:: Your instructions ::
Can you render the listing below as a JSON list of strings, from the line containing "point_to MUST place one pin on each instance of the red" through the end of the listing, one string per line with blank lines left out?

-- Start Records for processing --

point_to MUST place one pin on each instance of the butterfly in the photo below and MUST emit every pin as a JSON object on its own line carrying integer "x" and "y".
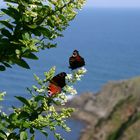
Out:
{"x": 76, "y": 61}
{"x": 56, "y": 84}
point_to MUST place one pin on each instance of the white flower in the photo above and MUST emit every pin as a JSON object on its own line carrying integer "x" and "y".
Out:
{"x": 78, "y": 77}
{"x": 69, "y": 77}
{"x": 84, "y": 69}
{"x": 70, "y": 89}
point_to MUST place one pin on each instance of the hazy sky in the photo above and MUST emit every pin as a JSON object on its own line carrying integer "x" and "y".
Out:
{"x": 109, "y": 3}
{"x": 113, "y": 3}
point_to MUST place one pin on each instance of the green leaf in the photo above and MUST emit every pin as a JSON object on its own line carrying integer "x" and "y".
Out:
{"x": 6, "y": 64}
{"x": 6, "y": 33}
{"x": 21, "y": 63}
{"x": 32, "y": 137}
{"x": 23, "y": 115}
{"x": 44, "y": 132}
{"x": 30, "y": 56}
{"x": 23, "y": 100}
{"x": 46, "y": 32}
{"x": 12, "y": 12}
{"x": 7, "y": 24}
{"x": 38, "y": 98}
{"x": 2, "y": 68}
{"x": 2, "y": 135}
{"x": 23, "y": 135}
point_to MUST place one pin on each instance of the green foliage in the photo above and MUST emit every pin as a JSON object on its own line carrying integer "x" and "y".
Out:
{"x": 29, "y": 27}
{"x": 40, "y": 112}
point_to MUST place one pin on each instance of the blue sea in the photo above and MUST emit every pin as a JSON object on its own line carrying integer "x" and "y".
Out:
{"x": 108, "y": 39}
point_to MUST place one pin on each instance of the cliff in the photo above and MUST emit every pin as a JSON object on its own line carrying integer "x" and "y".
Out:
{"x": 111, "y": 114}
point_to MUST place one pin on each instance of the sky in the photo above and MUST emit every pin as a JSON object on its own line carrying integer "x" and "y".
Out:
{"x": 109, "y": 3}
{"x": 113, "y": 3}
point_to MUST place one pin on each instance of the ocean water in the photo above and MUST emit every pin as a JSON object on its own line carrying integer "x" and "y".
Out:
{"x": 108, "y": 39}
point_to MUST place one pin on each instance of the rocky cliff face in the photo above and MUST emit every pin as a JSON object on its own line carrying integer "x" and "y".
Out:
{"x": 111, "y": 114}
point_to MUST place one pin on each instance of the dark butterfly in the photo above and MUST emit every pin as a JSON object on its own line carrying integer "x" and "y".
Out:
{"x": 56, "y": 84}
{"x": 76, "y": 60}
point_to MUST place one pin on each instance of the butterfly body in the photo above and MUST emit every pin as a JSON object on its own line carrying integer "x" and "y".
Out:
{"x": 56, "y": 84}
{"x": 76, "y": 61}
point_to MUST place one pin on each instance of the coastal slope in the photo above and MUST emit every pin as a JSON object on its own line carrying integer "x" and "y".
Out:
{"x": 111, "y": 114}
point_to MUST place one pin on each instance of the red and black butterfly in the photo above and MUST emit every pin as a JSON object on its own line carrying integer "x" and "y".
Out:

-- End Records for processing --

:: Finished exercise ::
[
  "point_to MUST place one pin on each instance of the red and black butterfly in the photo above and MUST emit every pin as a JSON object on its own line carrying integer \"x\" and \"y\".",
  "Out:"
]